▶ **EXERCISE PROMPT**
Set every line down exactly, from the one that has "Practice step: label each instance of the row" through the final one, and keep the pictures out.
·····
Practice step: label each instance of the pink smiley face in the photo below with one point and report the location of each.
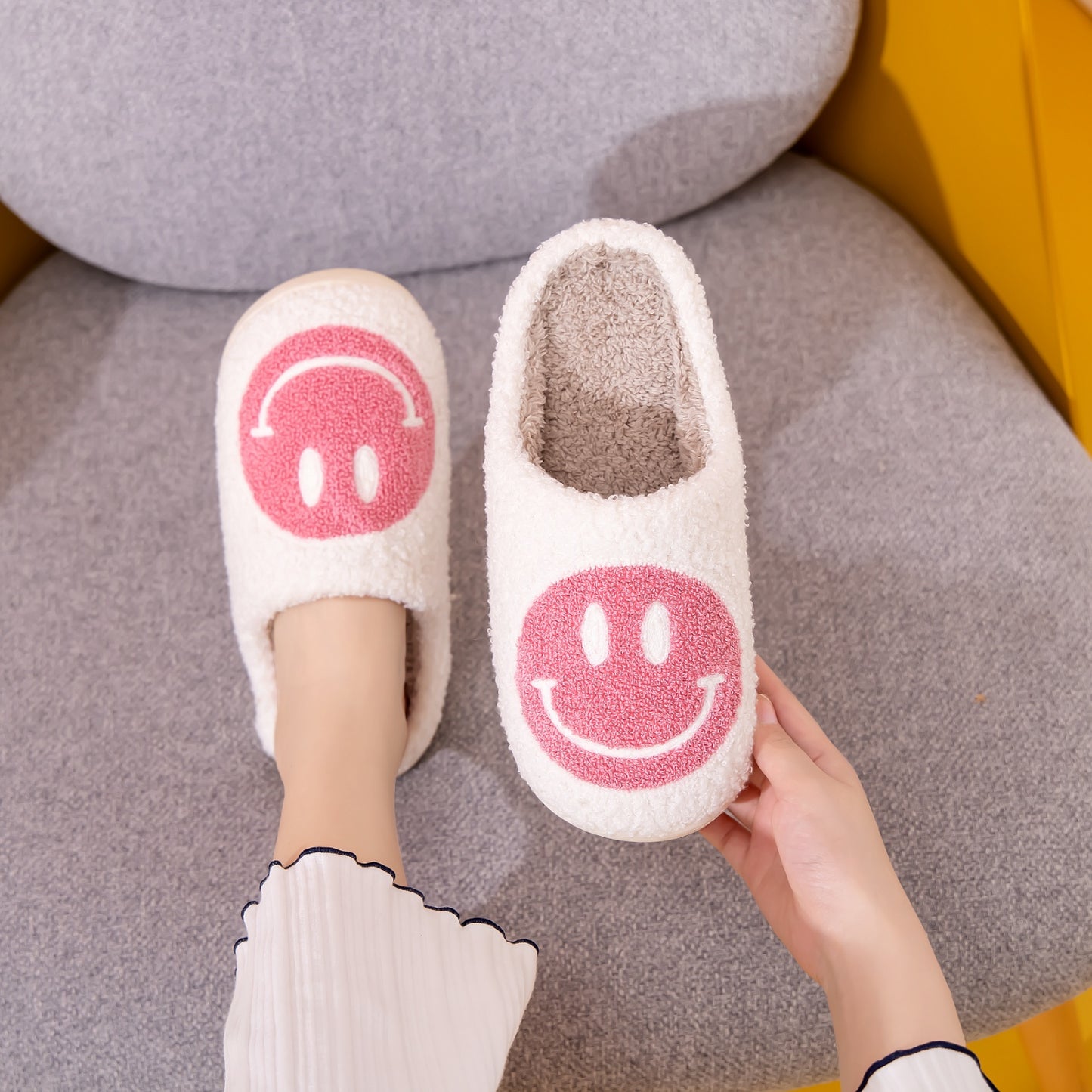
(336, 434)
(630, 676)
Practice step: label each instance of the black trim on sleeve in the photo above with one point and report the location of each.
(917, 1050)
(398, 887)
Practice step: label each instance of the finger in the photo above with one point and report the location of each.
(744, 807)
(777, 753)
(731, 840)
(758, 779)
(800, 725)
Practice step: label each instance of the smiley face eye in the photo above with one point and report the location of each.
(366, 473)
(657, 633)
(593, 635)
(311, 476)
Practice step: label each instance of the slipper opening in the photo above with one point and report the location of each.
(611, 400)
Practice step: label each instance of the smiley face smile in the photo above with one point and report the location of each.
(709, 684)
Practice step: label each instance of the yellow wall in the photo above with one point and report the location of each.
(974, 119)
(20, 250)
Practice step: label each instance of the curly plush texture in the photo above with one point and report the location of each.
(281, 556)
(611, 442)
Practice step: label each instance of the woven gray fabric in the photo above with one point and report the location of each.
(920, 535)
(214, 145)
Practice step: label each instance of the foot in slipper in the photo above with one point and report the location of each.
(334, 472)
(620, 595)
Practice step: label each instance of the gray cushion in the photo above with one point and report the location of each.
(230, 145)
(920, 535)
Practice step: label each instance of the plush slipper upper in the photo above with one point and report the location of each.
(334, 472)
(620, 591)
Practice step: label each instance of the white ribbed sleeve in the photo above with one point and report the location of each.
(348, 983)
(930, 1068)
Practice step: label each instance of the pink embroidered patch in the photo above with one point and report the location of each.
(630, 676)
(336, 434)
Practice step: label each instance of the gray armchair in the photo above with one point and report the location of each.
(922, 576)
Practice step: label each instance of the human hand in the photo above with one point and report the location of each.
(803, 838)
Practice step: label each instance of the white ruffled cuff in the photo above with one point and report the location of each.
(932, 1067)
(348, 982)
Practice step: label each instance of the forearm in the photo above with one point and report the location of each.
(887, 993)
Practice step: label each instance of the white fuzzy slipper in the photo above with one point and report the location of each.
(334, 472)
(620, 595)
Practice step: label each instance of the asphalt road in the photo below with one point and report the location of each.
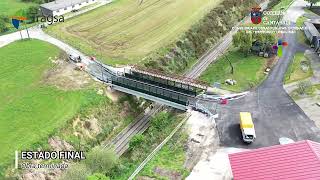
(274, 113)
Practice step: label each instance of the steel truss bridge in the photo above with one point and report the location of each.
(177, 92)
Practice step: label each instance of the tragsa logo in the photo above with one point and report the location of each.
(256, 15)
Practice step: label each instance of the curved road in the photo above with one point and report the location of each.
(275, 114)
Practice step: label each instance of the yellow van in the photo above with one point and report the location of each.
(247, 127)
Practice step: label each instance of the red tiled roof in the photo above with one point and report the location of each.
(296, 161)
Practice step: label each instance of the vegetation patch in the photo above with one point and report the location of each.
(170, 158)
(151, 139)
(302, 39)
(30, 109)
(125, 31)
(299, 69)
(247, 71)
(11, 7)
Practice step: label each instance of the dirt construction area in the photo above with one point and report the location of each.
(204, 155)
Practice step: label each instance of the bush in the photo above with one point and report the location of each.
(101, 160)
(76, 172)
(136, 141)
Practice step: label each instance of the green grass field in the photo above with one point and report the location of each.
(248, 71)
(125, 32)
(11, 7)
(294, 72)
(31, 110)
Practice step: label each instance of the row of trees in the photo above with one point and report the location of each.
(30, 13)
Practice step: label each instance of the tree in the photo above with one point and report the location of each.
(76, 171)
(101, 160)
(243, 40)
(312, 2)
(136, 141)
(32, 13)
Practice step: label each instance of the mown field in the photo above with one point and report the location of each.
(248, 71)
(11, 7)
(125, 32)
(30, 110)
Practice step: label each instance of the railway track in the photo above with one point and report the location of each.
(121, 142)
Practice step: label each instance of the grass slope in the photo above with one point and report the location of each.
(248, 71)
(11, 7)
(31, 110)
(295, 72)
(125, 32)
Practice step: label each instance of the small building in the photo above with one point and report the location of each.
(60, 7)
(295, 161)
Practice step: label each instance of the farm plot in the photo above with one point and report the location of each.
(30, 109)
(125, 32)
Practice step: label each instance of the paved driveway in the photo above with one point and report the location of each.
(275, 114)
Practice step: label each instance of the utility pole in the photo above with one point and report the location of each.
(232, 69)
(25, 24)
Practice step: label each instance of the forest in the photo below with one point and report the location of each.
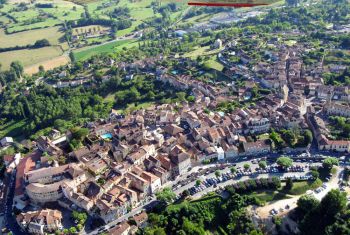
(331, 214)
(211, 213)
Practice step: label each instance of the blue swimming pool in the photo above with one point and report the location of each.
·····
▶ **RESPONSE TO THE TASK**
Practice step: label each instance of the row of trees in the photo above with one point and report the location of each.
(30, 13)
Practice step: label each instance of the tree in the photo above with one point and report the location of each.
(76, 171)
(101, 160)
(243, 40)
(312, 2)
(136, 141)
(32, 13)
Practice step: label each instance of the mown field in the photo above with one point and report the location of each.
(248, 71)
(11, 7)
(125, 32)
(30, 110)
Practice step: label each instance of the railway track in the photo above with one point and report the location of each.
(121, 142)
Practice step: label each instance of the grass slope in the photo above with one point and report the location of each.
(248, 71)
(11, 7)
(31, 110)
(295, 72)
(125, 32)
Practice step: label each instance of the small building in the photo above with one point and report the location of each.
(60, 7)
(295, 161)
Practice step: label each instance of the farm plot in the photo above with one point and report the location of each.
(30, 109)
(125, 32)
Practice step: label each instance of the paved driveway in the photo above with one point and report the location of each.
(275, 114)
Practice step: label each instance of the utility pole in the photo above with one point and report the location of each.
(232, 69)
(25, 24)
Practice step: label each instance of the forest in the photo below with one point and report the location of each.
(331, 214)
(211, 213)
Practice step: label each instance of the blue swimming pool in the photo above with one point and report the location of each.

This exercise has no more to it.